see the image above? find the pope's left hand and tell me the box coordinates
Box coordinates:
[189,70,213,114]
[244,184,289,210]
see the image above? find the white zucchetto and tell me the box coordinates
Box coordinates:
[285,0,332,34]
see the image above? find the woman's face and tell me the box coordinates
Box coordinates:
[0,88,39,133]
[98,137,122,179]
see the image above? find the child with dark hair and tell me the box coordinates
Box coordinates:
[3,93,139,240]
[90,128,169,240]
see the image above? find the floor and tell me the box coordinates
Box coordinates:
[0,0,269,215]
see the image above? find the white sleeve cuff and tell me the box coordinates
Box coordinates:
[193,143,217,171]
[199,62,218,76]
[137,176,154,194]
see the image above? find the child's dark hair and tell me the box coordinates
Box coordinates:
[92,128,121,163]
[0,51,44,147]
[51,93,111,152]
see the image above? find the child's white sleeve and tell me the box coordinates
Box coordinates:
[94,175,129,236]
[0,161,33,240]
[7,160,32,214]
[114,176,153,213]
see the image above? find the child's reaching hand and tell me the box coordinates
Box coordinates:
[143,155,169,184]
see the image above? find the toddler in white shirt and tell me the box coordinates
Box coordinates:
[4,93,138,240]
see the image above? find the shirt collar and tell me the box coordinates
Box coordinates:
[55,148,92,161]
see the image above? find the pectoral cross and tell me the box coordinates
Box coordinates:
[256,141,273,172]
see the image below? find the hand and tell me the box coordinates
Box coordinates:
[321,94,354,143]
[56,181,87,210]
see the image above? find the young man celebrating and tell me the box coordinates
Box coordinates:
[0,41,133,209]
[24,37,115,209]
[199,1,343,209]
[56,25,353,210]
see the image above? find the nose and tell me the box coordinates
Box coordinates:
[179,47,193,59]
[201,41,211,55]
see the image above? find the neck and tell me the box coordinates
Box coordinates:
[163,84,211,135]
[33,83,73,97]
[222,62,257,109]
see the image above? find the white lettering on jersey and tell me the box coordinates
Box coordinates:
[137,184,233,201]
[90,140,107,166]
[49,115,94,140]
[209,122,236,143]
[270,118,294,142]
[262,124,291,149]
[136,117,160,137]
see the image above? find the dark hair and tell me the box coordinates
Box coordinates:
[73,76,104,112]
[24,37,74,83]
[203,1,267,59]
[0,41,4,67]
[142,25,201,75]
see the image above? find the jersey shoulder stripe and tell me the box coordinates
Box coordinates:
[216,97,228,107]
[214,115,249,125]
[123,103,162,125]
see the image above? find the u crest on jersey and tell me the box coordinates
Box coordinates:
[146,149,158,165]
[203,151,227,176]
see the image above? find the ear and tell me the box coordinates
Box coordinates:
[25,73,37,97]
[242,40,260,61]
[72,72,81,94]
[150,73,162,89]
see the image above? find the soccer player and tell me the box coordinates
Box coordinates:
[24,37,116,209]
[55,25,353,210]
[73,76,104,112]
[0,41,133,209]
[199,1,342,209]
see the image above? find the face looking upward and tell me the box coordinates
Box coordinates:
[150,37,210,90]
::::::::
Work required | Wherever the line holding "see the image above? find the child's white" falls in the entries above, copy exactly from it through the line holding "see the image above? find the white lettering", inclusive, and add nothing.

Answer section |
see the image above? find the child's white sleeve and tell me the box coordinates
Box coordinates:
[94,175,129,236]
[0,161,33,240]
[7,160,32,214]
[114,176,153,213]
see the image above? find the child's reaching hand and tell me the box coordinates
Box coordinates:
[143,155,169,184]
see the image above? find the toddler in white shirt and tell me the box coordinates
Box coordinates:
[4,93,138,240]
see the image above? find the shirt collar and tell me the box coordinates
Box coordinates:
[55,148,92,161]
see the image above? find the pectoral cross and tell me the box coordinates
Box coordinates:
[256,141,273,172]
see the image below? find the hand and tell me the box coordinates
Box coordinates:
[321,94,354,143]
[56,181,87,210]
see the image above? find the young man celebrating and tell me the box coordinates
Box coordinates:
[0,41,133,209]
[24,37,115,209]
[199,1,343,209]
[56,25,353,210]
see the image above? find the nose and tell me the box coordinates
Box coordinates:
[179,47,193,59]
[201,41,211,55]
see the image above? find the neck and tell me the box coordinates
Box coordinates:
[163,84,211,135]
[33,83,73,97]
[222,62,257,109]
see the image above? find the white lettering on jersey and tell me the box coordinates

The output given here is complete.